#### WHAT YOU WILL DO:
Take the data below and copy exactly the lines starting at the one with "Tag each instance of the scarlet" and finishing at the one with "Tag each instance of the thin", both included.

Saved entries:
☆ ☆ ☆

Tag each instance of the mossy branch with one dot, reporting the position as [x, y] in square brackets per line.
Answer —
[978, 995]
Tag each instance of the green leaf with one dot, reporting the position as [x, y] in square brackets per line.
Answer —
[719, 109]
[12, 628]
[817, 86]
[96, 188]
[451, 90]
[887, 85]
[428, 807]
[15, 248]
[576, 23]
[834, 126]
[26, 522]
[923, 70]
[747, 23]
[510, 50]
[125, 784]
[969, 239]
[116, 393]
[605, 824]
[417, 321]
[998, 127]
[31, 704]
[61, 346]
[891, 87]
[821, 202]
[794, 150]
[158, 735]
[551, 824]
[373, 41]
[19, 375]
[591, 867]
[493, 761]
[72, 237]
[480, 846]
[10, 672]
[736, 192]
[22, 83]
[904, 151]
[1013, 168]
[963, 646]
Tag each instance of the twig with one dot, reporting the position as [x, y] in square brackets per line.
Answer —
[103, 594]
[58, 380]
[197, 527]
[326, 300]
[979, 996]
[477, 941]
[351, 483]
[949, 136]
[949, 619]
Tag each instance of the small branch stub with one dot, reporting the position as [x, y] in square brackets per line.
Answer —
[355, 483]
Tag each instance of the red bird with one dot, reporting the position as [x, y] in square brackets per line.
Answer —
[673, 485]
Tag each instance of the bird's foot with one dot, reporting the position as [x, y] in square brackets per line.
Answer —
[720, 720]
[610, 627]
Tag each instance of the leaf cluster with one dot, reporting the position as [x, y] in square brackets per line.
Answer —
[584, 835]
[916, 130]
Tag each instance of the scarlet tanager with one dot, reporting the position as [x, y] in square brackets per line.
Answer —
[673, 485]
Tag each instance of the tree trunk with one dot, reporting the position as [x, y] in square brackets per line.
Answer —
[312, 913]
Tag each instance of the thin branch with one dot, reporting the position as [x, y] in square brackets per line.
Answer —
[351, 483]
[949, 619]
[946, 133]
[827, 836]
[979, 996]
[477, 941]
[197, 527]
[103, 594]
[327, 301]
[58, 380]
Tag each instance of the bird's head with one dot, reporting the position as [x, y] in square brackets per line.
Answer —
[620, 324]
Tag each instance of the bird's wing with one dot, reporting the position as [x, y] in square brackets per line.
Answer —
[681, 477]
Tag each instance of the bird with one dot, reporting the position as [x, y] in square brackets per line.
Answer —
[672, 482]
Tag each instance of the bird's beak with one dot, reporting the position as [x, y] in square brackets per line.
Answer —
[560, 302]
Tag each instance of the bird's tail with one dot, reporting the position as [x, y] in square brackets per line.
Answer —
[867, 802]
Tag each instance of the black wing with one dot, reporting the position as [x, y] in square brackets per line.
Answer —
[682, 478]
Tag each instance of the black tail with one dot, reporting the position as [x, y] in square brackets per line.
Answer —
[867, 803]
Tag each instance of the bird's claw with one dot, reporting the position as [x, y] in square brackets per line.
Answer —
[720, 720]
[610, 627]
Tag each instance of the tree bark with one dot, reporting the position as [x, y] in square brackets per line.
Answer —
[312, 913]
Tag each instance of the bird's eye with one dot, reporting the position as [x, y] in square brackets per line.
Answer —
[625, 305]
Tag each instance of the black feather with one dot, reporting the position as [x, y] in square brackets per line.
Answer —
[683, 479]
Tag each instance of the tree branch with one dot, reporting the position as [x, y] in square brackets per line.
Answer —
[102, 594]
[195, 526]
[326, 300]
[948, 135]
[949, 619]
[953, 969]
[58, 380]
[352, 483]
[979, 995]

☆ ☆ ☆

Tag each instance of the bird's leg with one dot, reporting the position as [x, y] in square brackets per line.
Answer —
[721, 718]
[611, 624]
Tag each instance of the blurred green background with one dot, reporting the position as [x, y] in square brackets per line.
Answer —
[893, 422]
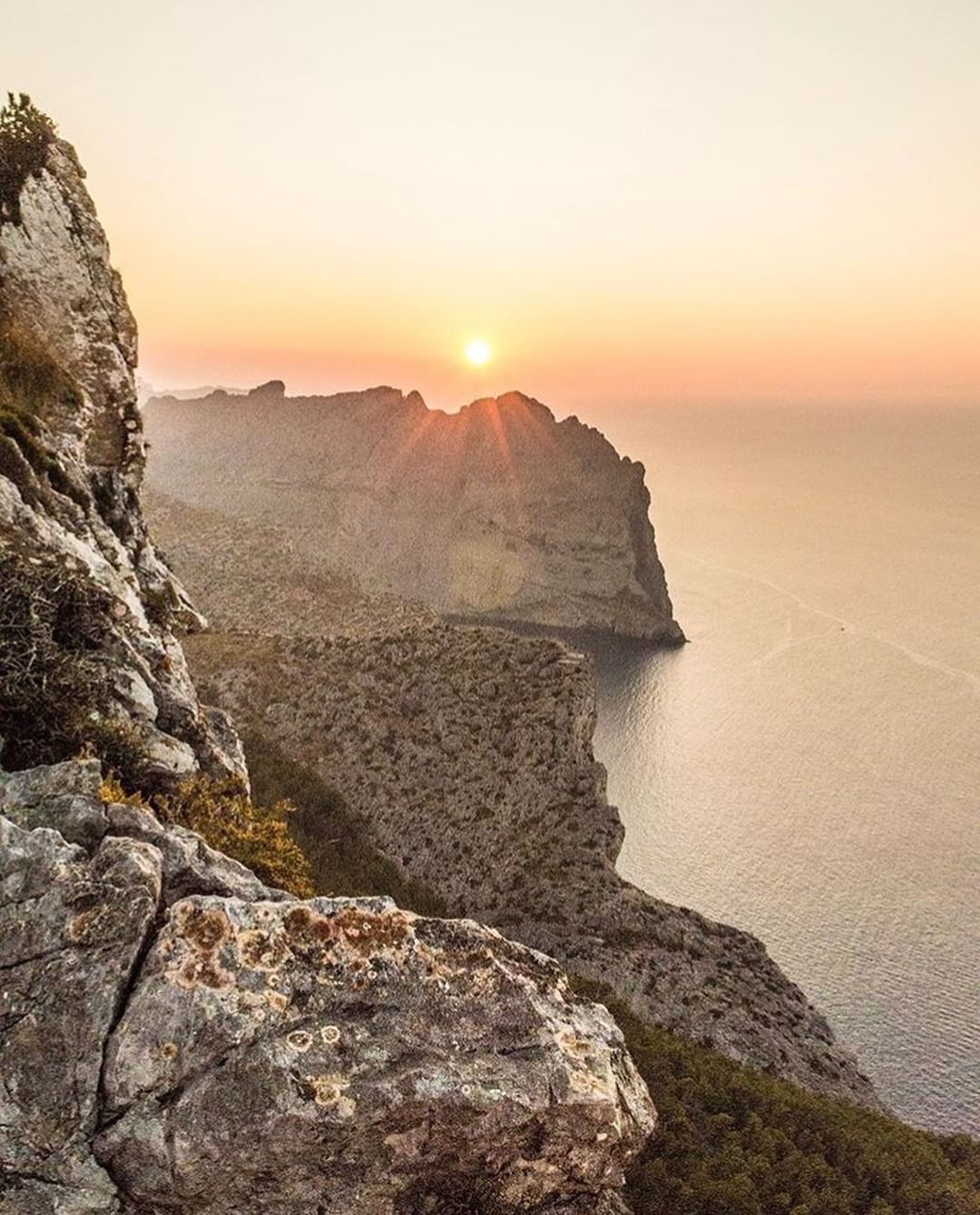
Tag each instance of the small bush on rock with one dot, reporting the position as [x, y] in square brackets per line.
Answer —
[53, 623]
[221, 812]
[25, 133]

☆ ☆ ☆

#### ANSWER TO THIS TASK:
Tag each instance of the scarlet tanager with one dot, reporting the position as [x, y] in square brackets per line.
Answer —
[673, 485]
Tag each instance of the tree trunk with one dot, reporting the position as [x, y] in square brackets per line.
Answer —
[312, 913]
Tag each instance of the thin branch with one dot, reporting the position as [x, y] in square brackets per line.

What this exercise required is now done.